• Try it
Print a faithful copy of the data below, word for word, with the pictures left out.

[Stored data entries]
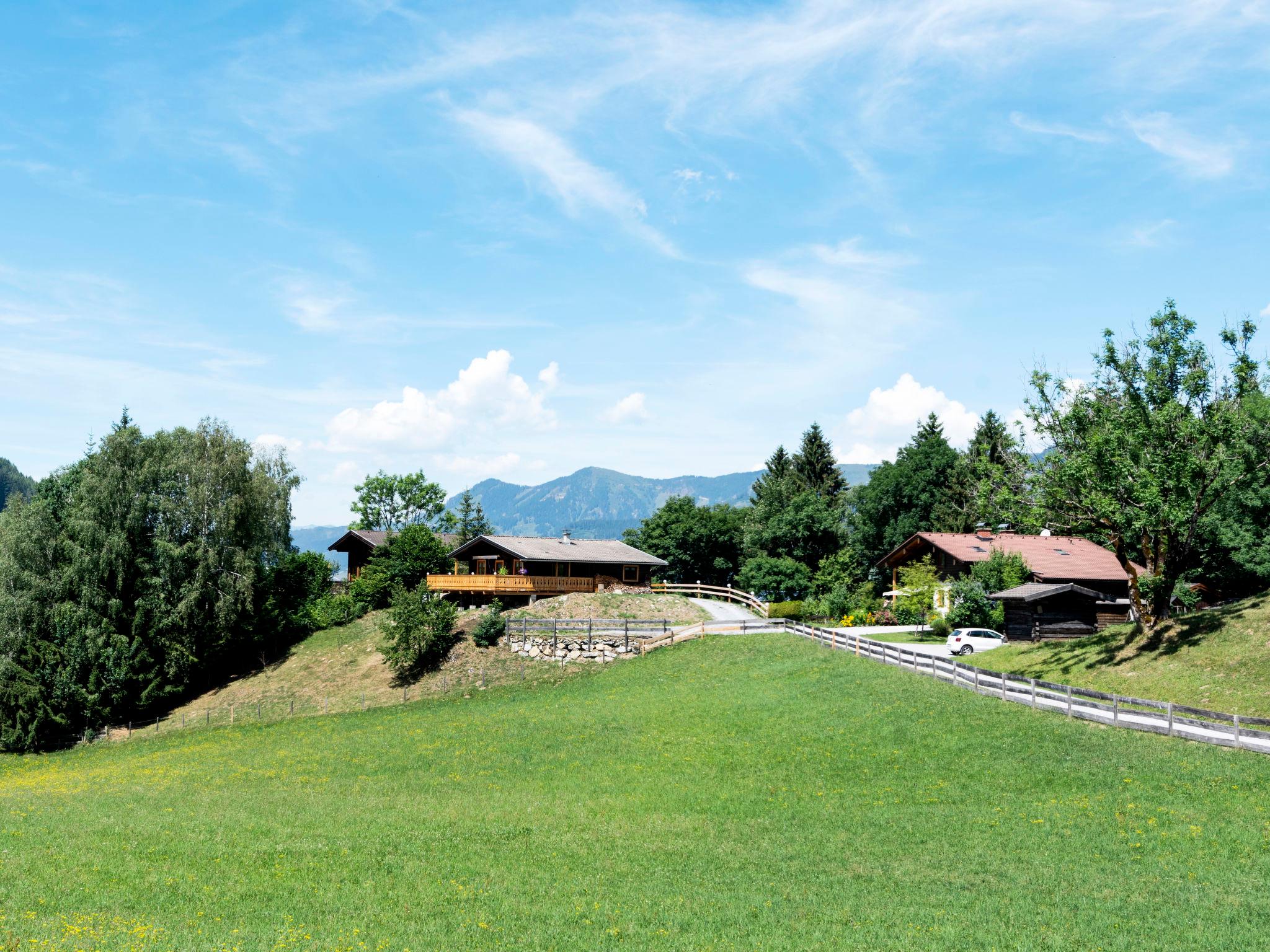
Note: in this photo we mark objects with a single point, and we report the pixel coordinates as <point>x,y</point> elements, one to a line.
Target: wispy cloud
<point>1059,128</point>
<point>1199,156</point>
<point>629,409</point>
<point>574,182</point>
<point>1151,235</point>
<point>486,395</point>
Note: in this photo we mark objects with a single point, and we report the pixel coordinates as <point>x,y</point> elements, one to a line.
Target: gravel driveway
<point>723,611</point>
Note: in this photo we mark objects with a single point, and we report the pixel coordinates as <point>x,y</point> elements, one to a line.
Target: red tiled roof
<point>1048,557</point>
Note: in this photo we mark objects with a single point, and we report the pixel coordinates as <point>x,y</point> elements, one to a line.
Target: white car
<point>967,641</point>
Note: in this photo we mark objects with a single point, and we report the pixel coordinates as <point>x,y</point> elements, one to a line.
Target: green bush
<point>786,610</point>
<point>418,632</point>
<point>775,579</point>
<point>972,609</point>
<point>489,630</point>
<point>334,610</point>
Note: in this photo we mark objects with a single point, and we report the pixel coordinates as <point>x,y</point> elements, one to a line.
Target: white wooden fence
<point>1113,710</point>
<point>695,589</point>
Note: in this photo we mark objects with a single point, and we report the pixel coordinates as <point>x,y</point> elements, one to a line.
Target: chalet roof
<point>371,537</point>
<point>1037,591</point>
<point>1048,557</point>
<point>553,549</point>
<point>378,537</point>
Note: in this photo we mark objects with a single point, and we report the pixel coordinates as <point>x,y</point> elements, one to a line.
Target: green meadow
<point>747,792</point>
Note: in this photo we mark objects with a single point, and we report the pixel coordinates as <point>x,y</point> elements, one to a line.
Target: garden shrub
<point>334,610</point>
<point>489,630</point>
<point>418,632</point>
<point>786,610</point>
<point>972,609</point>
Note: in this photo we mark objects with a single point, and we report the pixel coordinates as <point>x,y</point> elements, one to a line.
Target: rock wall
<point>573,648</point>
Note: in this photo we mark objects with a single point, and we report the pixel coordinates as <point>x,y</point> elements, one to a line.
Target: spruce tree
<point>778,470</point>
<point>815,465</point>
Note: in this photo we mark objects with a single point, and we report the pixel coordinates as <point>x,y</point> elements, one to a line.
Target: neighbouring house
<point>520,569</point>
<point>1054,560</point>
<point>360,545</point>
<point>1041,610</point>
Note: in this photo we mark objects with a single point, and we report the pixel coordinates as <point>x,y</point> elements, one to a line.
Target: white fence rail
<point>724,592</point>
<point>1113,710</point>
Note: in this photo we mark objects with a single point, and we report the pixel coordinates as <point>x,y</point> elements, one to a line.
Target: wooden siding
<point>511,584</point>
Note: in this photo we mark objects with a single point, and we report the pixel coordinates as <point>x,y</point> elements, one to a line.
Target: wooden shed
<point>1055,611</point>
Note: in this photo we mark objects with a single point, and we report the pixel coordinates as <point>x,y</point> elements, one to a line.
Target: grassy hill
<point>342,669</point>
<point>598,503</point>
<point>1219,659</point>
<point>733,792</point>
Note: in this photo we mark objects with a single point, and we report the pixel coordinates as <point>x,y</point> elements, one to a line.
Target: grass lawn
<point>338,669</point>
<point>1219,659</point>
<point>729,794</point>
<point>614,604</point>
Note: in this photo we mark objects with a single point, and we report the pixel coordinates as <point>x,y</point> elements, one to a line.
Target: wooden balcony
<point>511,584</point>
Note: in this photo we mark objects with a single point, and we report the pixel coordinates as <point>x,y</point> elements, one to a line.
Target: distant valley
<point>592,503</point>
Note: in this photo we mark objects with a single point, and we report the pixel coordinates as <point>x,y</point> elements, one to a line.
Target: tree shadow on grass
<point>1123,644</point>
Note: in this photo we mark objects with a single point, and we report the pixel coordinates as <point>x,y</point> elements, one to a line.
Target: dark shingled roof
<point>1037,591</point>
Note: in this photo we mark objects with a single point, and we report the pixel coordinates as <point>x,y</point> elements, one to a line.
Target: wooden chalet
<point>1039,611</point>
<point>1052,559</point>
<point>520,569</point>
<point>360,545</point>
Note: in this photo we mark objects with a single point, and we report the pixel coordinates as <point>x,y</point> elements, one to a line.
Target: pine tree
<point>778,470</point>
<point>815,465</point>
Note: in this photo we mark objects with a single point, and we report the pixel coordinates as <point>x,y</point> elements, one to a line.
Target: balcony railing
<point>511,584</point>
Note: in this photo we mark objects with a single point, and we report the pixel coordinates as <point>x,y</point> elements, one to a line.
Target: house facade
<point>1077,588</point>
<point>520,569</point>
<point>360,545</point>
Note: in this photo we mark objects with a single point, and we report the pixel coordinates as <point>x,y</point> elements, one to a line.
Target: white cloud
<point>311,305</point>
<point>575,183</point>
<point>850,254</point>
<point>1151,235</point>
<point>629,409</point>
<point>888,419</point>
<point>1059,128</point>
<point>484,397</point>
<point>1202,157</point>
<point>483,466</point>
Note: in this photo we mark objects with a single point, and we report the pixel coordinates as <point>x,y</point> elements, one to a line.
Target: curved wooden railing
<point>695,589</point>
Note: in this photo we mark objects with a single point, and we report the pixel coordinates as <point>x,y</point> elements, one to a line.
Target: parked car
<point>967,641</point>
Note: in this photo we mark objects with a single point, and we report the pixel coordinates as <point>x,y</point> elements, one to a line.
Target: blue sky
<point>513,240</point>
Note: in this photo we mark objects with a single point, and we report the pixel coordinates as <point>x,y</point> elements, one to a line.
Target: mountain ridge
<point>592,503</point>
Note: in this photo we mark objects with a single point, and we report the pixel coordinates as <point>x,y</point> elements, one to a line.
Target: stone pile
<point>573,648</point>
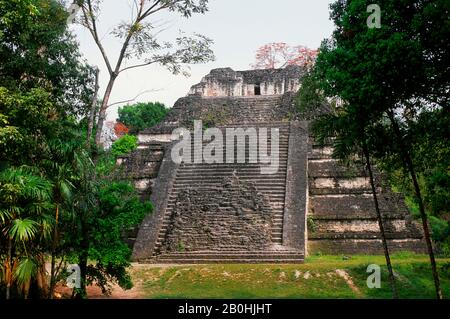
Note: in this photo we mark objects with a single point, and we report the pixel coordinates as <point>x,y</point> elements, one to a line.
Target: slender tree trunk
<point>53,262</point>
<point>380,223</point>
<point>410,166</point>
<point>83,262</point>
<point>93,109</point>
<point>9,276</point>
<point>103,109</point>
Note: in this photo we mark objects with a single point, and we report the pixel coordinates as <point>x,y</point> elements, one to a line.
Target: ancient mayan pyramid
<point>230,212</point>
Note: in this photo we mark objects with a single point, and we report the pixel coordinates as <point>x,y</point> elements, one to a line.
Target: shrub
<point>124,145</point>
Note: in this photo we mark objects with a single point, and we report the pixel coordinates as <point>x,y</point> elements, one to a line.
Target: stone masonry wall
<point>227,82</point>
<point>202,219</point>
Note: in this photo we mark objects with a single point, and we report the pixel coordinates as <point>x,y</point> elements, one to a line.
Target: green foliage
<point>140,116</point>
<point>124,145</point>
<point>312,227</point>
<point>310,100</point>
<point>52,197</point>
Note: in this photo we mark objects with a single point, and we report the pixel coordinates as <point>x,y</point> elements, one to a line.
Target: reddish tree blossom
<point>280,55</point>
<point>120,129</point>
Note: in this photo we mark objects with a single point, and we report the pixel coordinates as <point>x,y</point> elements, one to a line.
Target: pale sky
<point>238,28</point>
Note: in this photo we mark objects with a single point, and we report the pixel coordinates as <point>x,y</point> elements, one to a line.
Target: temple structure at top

• Task output
Note: in this photo we mark objects with a single point, and we report the pixel coordinates as <point>x,y</point> elements, one to a line.
Target: wispy cloud
<point>1059,128</point>
<point>1199,156</point>
<point>629,409</point>
<point>574,182</point>
<point>1151,235</point>
<point>486,395</point>
Note: in this photo we mark objects with a single point, and we report the pixel coordinates as <point>x,y</point> elements, one to a line.
Target: gravel driveway
<point>723,611</point>
Note: in this photo we mark objects with a single point, and we report the pixel coordinates as <point>x,y</point> elements, one to a line.
Target: red tiled roof
<point>1048,557</point>
Note: in this photo we mark objects with a single point, and we report the pixel coordinates as <point>x,y</point> elements, one to a line.
Target: white car
<point>967,641</point>
Note: in this photo we mark objects with a single point, and we report the pixel coordinates as <point>x,y</point> elements, one to a line.
Target: green bush
<point>786,610</point>
<point>418,632</point>
<point>775,579</point>
<point>972,609</point>
<point>489,630</point>
<point>334,610</point>
Note: in this photo we mark objects with a single point, and we report the pixel coordinates as <point>x,y</point> elements, one to a line.
Target: white wooden fence
<point>1113,710</point>
<point>695,589</point>
Note: in this photo we mark objects with a single point, and we report the pixel coordinates as <point>x,y</point> elements, one to a line.
Target: chalet roof
<point>371,537</point>
<point>1037,591</point>
<point>1048,557</point>
<point>553,549</point>
<point>378,537</point>
Note: in this photo we mark objects with a single point, and we report the pixel coordinates as <point>x,y</point> elements, one to a line.
Target: green meadow
<point>747,792</point>
Note: in this photo we mark objects with a single point, and we report the pixel coordinates as <point>x,y</point> elements, one to a line.
Target: garden shrub
<point>334,610</point>
<point>489,630</point>
<point>418,632</point>
<point>786,610</point>
<point>972,609</point>
Note: in this photo we mark objects with a single point, and we report the pixel coordinates as <point>x,y</point> elements, one to a line.
Target: rock wall
<point>573,648</point>
Note: in this photo we mark objects with a single point, and we report the pixel coordinates as <point>x,y</point> elements, one to a line.
Target: spruce tree
<point>778,470</point>
<point>815,465</point>
Note: in this photo we mark objects with a single point, and we report the pixel coordinates as <point>x,y</point> elements, one to a line.
Target: neighbouring house
<point>520,569</point>
<point>1054,560</point>
<point>360,545</point>
<point>1041,610</point>
Note: in this photo we mark objects with a single point, and we report the pixel coordinates as <point>x,y</point> elements, one to a line.
Target: white fence rail
<point>724,592</point>
<point>1113,710</point>
Note: in this photo we mark objects with a single point, and we report the pixel coordinates as <point>x,y</point> elements, one to a line.
Target: wooden siding
<point>511,584</point>
Note: in this photo we mark objects with a single point, and we report the pixel coordinates as <point>x,y</point> elements, one to a line.
Target: wooden shed
<point>1055,611</point>
Note: in this photo we mark objects with a single point, and we report the pixel coordinates as <point>x,y</point> elements, one to a line.
Target: grassy hill
<point>342,669</point>
<point>598,503</point>
<point>1219,659</point>
<point>733,792</point>
Note: in this photo we mark objects with a single point, and we report the pixel coordinates as <point>x,y</point> elements, one to a line.
Target: grass lawn
<point>338,669</point>
<point>1219,659</point>
<point>729,794</point>
<point>614,604</point>
Note: in this photo we mark objects with a single point, and we report the pixel coordinates as <point>x,y</point> elements, one to a line.
Target: wooden balcony
<point>511,584</point>
Note: in this photo we mark objects with a single point, and we report the pixel coordinates as <point>x,y</point> elements, one to a line.
Target: distant valley
<point>592,503</point>
Note: in this photo we mark objects with a single point, and we report the pixel coordinates as <point>x,y</point> elements, one to a line.
Target: tree shadow on grass
<point>1123,644</point>
Note: in this photo we mark objects with a single point, and we report the pixel coordinates as <point>x,y</point> elements, one to a line.
Target: dark shingled roof
<point>1037,591</point>
Note: in this photo we mark objects with a single point, and we report the pixel coordinates as <point>x,y</point> elements, one to a line.
Target: wooden chalet
<point>1039,611</point>
<point>1052,559</point>
<point>520,569</point>
<point>360,545</point>
Note: in this photo we mark objects with a single point, and we report the pixel coordinates as <point>x,y</point> elements, one to a line.
Target: pine tree
<point>778,470</point>
<point>815,465</point>
Note: in this photo we mark objects with a single point, and we report the pixel coordinates as <point>x,y</point> elements, one to a line.
Target: balcony railing
<point>511,584</point>
Note: in this photo we mark objects with a single point, and we report the pixel coordinates as <point>x,y</point> elements, one to a line.
Target: house facade
<point>1077,588</point>
<point>520,569</point>
<point>360,545</point>
Note: in this photo we mark objects with a single point, and we report the pixel coordinates as <point>x,y</point> elements, one to a line.
Target: white cloud
<point>311,305</point>
<point>575,183</point>
<point>850,254</point>
<point>1151,235</point>
<point>629,409</point>
<point>888,419</point>
<point>1059,128</point>
<point>484,397</point>
<point>1202,157</point>
<point>483,466</point>
Note: in this photo we mark objects with a single point, and we report the pixel coordinates as <point>x,y</point> elements, one to a line.
Target: curved wooden railing
<point>695,589</point>
Note: in this photo we mark objects with a single point, and we report the pixel coordinates as <point>x,y</point> elements, one to a line.
Target: parked car
<point>967,641</point>
Note: in this photo we mark objects with a single point, and we report the pixel coordinates as <point>x,y</point> elements, one to a line.
Target: blue sky
<point>513,240</point>
Note: in this photo we mark objects with a single point, and we report the pixel coordinates as <point>x,y</point> elements, one to a line.
Target: mountain ridge
<point>592,503</point>
Note: in this photo we mark objects with a single point, and we report the pixel coordinates as <point>x,y</point> elements, one to a line.
Target: stone pile
<point>573,648</point>
Note: in this photo we mark objects with a single point, and we report the pixel coordinates as <point>x,y</point> elements, one to a line.
Target: slender tree trunk
<point>53,262</point>
<point>380,223</point>
<point>410,166</point>
<point>83,262</point>
<point>93,109</point>
<point>9,276</point>
<point>103,109</point>
Note: in this photo we mark objects with a single point, and we report the pixel coordinates as <point>x,y</point> elements, one to a line.
Target: ancient mayan pyramid
<point>230,212</point>
Note: in this photo we mark objects with a single point, and we report the pixel coordinates as <point>x,y</point> elements, one to a line.
Target: shrub
<point>124,145</point>
Note: in this photo we mark objects with a single point, and we report the pixel coordinates as <point>x,y</point> elements, one to a line.
Target: stone masonry wall
<point>227,82</point>
<point>202,219</point>
Note: in this photo we mark objects with a single point, and we report the pixel coordinates as <point>x,y</point> elements, one to a line.
Target: green foliage
<point>140,116</point>
<point>124,145</point>
<point>312,227</point>
<point>310,100</point>
<point>52,197</point>
Note: in this photo we mark objects with a single point, and we report the pixel coordinates as <point>x,y</point> elements, one to a line.
Target: reddish tree blossom
<point>280,55</point>
<point>120,129</point>
Note: in this photo we mark objects with a single point, and we report the pixel coordinates as <point>x,y</point> elements, one to a line.
Target: pale sky
<point>238,28</point>
Note: in this photo we mark objects with a single point, and we report the pixel coordinates as <point>x,y</point> elements, one to a line.
Target: temple structure at top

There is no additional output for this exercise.